[THE DATA]

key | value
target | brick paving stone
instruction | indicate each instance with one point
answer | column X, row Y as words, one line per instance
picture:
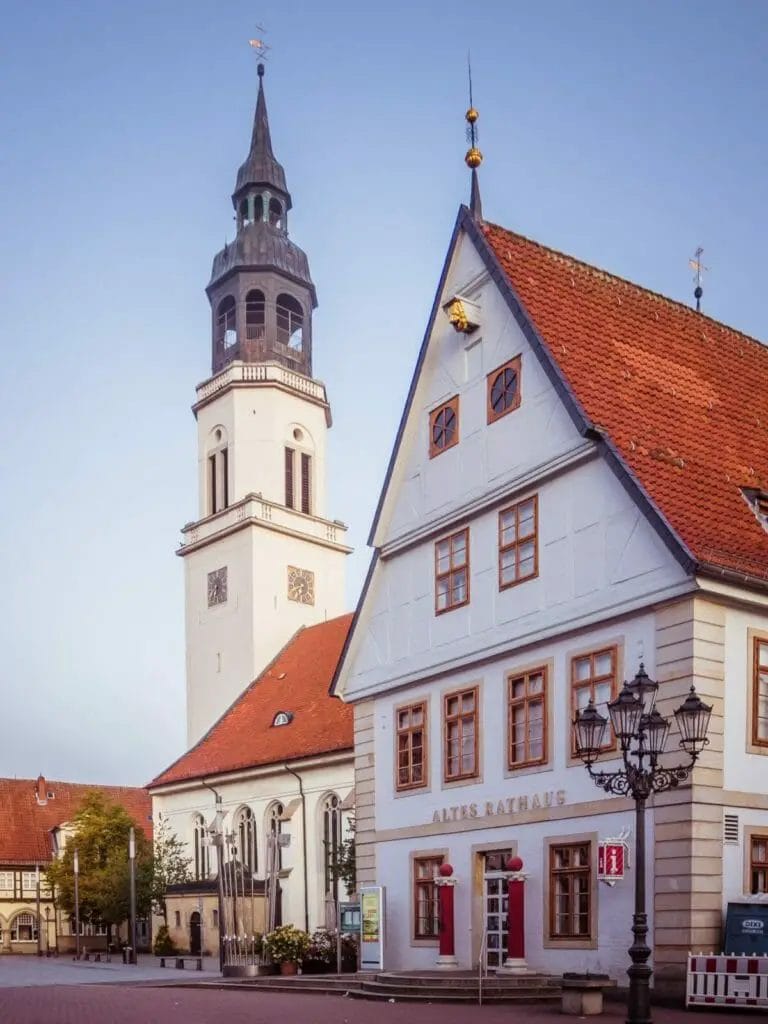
column 140, row 1004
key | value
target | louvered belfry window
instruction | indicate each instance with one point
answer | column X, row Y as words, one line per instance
column 289, row 478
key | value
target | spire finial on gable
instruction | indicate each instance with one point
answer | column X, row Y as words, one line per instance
column 473, row 158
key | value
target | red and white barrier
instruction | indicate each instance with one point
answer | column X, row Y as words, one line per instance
column 727, row 981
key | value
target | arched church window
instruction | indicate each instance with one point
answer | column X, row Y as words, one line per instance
column 332, row 844
column 200, row 847
column 246, row 825
column 290, row 322
column 255, row 315
column 274, row 824
column 225, row 323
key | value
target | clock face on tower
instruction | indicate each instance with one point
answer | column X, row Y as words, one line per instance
column 300, row 585
column 217, row 587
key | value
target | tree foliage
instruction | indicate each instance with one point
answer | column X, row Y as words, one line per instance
column 100, row 836
column 170, row 865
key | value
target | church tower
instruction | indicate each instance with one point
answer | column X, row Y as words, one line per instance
column 261, row 559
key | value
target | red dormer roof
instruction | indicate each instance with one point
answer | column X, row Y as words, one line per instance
column 296, row 682
column 681, row 397
column 31, row 808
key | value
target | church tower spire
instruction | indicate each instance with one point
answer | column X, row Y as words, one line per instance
column 261, row 560
column 261, row 293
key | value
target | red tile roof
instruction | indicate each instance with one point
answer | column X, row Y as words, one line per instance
column 26, row 822
column 683, row 398
column 297, row 681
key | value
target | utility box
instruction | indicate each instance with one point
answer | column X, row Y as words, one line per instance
column 747, row 929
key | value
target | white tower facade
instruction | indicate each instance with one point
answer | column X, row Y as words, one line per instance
column 261, row 559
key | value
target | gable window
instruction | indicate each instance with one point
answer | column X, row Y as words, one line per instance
column 504, row 390
column 452, row 571
column 443, row 427
column 526, row 711
column 759, row 864
column 518, row 543
column 412, row 745
column 425, row 897
column 570, row 891
column 593, row 677
column 760, row 693
column 460, row 734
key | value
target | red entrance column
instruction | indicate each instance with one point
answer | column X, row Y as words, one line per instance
column 445, row 929
column 515, row 962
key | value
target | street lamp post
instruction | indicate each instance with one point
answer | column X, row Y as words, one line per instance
column 76, row 870
column 641, row 732
column 132, row 862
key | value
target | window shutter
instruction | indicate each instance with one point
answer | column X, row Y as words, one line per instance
column 306, row 468
column 289, row 478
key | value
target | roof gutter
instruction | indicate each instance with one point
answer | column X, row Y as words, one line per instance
column 303, row 842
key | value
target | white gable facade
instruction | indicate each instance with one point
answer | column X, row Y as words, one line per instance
column 509, row 662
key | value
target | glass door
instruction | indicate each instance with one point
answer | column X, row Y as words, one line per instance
column 495, row 907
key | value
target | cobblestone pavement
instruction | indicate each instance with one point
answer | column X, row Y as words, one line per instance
column 24, row 971
column 147, row 1005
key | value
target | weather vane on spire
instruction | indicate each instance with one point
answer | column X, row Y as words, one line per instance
column 695, row 264
column 473, row 158
column 258, row 45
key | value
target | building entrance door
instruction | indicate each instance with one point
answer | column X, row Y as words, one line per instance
column 495, row 907
column 195, row 933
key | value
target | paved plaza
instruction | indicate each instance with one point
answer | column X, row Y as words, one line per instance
column 62, row 992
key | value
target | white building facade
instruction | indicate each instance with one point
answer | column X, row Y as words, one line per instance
column 521, row 567
column 269, row 751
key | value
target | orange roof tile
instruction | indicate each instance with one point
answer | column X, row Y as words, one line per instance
column 26, row 821
column 682, row 397
column 297, row 681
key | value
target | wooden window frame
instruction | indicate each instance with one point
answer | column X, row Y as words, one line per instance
column 306, row 483
column 525, row 701
column 453, row 569
column 290, row 474
column 612, row 649
column 418, row 884
column 514, row 365
column 453, row 404
column 757, row 740
column 518, row 542
column 409, row 731
column 754, row 865
column 553, row 873
column 461, row 776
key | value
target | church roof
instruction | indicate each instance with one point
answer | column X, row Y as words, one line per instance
column 296, row 682
column 31, row 808
column 682, row 398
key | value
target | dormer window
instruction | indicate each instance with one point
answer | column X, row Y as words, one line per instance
column 758, row 502
column 443, row 427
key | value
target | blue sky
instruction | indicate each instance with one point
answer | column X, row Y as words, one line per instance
column 626, row 134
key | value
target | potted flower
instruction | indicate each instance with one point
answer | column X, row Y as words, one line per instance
column 287, row 946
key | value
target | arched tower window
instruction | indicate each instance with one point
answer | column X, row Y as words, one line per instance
column 226, row 334
column 290, row 322
column 246, row 825
column 255, row 324
column 200, row 847
column 274, row 824
column 275, row 213
column 331, row 844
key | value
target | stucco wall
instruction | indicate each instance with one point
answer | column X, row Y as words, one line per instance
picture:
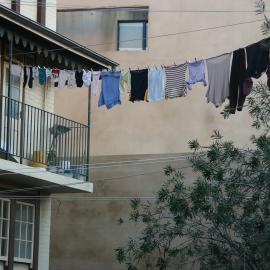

[/THE DATA]

● **WORK TASK**
Set down all of the material above exactly as written, leaving the pictures out.

● **EXERCISE RESPONSE**
key | value
target | brick paving stone
instruction | indicate each instance with one point
answer | column X, row Y as words, one line per instance
picture:
column 140, row 1004
key | value
target | louvered belfry window
instruction | indicate each instance with one point
answer | column X, row Y as words, one line per instance
column 289, row 478
key | value
target | spire finial on gable
instruction | indicate each instance with one point
answer | column X, row Y as words, one line per instance
column 473, row 158
key | value
target | red and white barrier
instruction | indicate each instance with one point
answer | column X, row Y as words, one line per instance
column 727, row 981
key | value
target | arched church window
instruction | indicate each instance with one point
answer | column X, row Y as words, one line per instance
column 332, row 844
column 200, row 847
column 246, row 825
column 290, row 322
column 255, row 315
column 274, row 824
column 225, row 323
key | value
target | clock face on tower
instruction | indicate each instance with one point
answer | column X, row Y as words, one line per instance
column 300, row 585
column 217, row 587
key | value
target | tree foliage
instruction | indicate each instance with one point
answer | column X, row Y as words, one line per instance
column 100, row 836
column 170, row 865
key | value
target | church tower
instruction | indicate each instance with one point
answer | column X, row Y as words, one line per instance
column 261, row 559
key | value
target | red dormer roof
instruction | indicate each instance with one point
answer | column X, row Y as words, one line per instance
column 296, row 682
column 681, row 397
column 31, row 808
key | value
target | church tower spire
instruction | indicate each instance with one point
answer | column X, row Y as words, one line per instance
column 261, row 560
column 261, row 293
key | value
target | red tile roof
instruction | indicate each instance with one point
answer | column X, row Y as words, one line per instance
column 26, row 822
column 683, row 398
column 297, row 681
key | value
target | utility box
instruction | indicate each instance with one point
answer | column X, row Y as words, one line per instance
column 747, row 929
key | value
target | white tower facade
instruction | indicate each instance with one point
answer | column X, row Y as words, one line per instance
column 261, row 559
key | value
target | gable window
instruction | indicate each instance with one point
answer | column X, row Y as words, one line per instance
column 504, row 390
column 452, row 571
column 443, row 427
column 526, row 711
column 759, row 864
column 518, row 543
column 412, row 745
column 425, row 897
column 570, row 891
column 593, row 677
column 760, row 693
column 460, row 734
key | value
target | red entrance column
instruction | indicate each instance with one point
answer | column X, row Y as words, one line per instance
column 445, row 929
column 515, row 962
key | value
target | street lamp post
instruction | indicate each instance with one point
answer | column X, row Y as words, one line per instance
column 76, row 870
column 641, row 732
column 132, row 862
key | value
target | window shutter
instruction | indicate each instance with one point
answer | column X, row Y as words, one line per instance
column 306, row 468
column 289, row 478
key | value
target | roof gutter
instruction | indicate each instance with one point
answer | column X, row Y as words, one line per instance
column 303, row 842
key | value
target | white gable facade
instruction | indicate each instance with one point
answer | column X, row Y as words, one line per instance
column 509, row 662
key | value
target | glass door
instruction | indicate each instance with one point
answer | column X, row Y as words, one line per instance
column 495, row 907
key | value
target | cobblestone pavement
instruction | indicate each instance with one point
answer | column X, row Y as words, one line per instance
column 24, row 971
column 147, row 1005
key | value
target | weather vane on spire
instruction | indicate each instance with one point
answer | column X, row Y as words, one line per instance
column 695, row 264
column 473, row 158
column 258, row 45
key | value
target | building entrance door
instruction | indicate each instance with one point
answer | column X, row Y as words, one line per instance
column 495, row 907
column 195, row 933
key | value
target | paved plaza
instruction | indicate each instance with one point
answer | column X, row Y as words, one line per instance
column 62, row 992
key | value
target | white building facade
instruction | indicate each instance with one point
answer | column X, row Y as words, one line per instance
column 521, row 567
column 269, row 751
key | value
target | orange roof tile
instruction | indicate each instance with one point
answer | column X, row Y as words, one line per instance
column 26, row 821
column 682, row 397
column 297, row 681
key | value
target | wooden window frame
instruction | indicate each instance with one point
answer | column X, row Y as words, one line per instance
column 306, row 483
column 525, row 701
column 453, row 569
column 290, row 474
column 612, row 649
column 418, row 884
column 514, row 365
column 453, row 404
column 757, row 740
column 518, row 542
column 409, row 731
column 754, row 865
column 553, row 873
column 461, row 776
key | value
target | church roof
instruction | indicate each instance with one point
answer | column X, row Y as words, one line per instance
column 296, row 682
column 31, row 808
column 682, row 398
key | value
target | dormer window
instruction | indicate each instance with one point
answer | column X, row Y as words, one line per instance
column 758, row 502
column 443, row 427
key | value
target | blue sky
instruction | indicate each instance with one point
answer | column X, row Y as words, one line per instance
column 626, row 134
key | value
target | potted flower
instruction | indicate each instance with one point
answer | column X, row Y as words, one line per instance
column 287, row 946
key | value
target | arched tower window
instruction | indicate each instance with one point
answer | column X, row Y as words, one line per instance
column 226, row 334
column 290, row 322
column 246, row 825
column 255, row 324
column 200, row 847
column 274, row 824
column 275, row 213
column 331, row 844
key | value
target | stucco wall
instruction | indicate each instance with one point
answer | column X, row Y as words, one line per instance
picture:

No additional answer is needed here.